EXERCISE INSTRUCTIONS. Your answer must be the full listing below, restated word for word, with no pictures in it.

RECORDS.
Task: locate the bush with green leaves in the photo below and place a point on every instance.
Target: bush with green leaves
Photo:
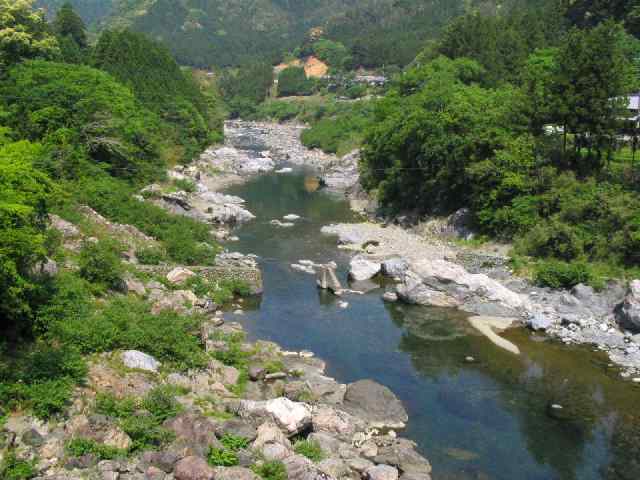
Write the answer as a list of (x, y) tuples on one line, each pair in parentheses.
[(310, 449), (79, 447), (120, 323), (222, 457), (41, 379), (151, 256), (101, 264), (64, 104), (274, 470), (293, 81), (557, 274), (184, 239)]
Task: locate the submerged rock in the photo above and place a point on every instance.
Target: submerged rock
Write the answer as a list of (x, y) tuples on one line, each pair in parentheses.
[(376, 404), (363, 269), (140, 361)]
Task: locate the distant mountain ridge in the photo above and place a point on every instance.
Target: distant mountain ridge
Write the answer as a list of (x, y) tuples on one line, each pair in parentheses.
[(227, 32)]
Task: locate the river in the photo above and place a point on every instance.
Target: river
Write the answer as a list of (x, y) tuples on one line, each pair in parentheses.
[(492, 418)]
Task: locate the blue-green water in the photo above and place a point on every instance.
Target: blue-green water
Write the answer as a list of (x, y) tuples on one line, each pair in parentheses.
[(484, 420)]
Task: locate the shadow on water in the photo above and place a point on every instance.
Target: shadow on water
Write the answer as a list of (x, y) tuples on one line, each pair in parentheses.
[(487, 419)]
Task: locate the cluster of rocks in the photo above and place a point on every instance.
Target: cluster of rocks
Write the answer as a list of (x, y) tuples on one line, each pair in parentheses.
[(354, 425), (281, 140)]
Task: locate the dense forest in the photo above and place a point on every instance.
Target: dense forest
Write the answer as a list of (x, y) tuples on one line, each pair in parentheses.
[(85, 124)]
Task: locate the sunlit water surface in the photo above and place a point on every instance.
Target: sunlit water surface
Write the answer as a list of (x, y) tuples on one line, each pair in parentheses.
[(484, 420)]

YOUR RESPONSE.
Task: locate the bush with green leaves in the photo below and place a point on every instance.
Target: bush with green leaves
Photo:
Write the answer as a list of (x, y) tuples on one line, each pair in parentheses.
[(310, 449), (79, 447), (120, 323), (222, 457), (41, 379), (151, 256), (101, 264), (64, 104), (274, 470), (293, 81), (557, 274), (184, 239)]
Task: locate the submerged rock in the photo above and place a point on every instance.
Target: submerged rock
Write the answer as a list of (x, y) tuples on one line, each pair in parentheses.
[(376, 404), (363, 269), (140, 361)]
Task: locate the distant mountain ridge in the photo above and place a point on every instance.
Target: distant mountain ridge
Write the answer as a list of (x, y) tuples on one line, each pair in parentheses.
[(227, 32)]
Task: locate the river in the photo above and place a point on every instance.
Target: river
Write the answer as a list of (x, y) tuples on one line, each pair in parentheses.
[(492, 418)]
Task: locate the blue-green water in the photo above and place a point on every instance.
Target: blue-green water
Write the answer as a list of (x, y) tuples on one line, each pair in parentheses.
[(484, 420)]
Task: locate the shadow on water in the photo above and place a point on every instance.
Target: shadow on water
Write the answer as a list of (x, y) tuples on one line, each pair in parentheses.
[(487, 419)]
Task: locate the cluster of rocks in the photo above and place a point on every instance.
Target: cluster of rocks
Write the answer as a list of (x, y) tuples on one line, each pair in parentheses.
[(354, 425), (281, 140)]
Task: locate the dense forest in the photo above and place a point on every instance.
Target: dense forest
Write the answer as a list of (x, y) tuples on one line, each pair in parentheses.
[(85, 124)]
Task: locate the sunlit water surface in the photo above and place a point on every instance.
Target: sunlit water surface
Write the answer as a list of (x, y) tuples on one line, each pair in parentheses.
[(484, 420)]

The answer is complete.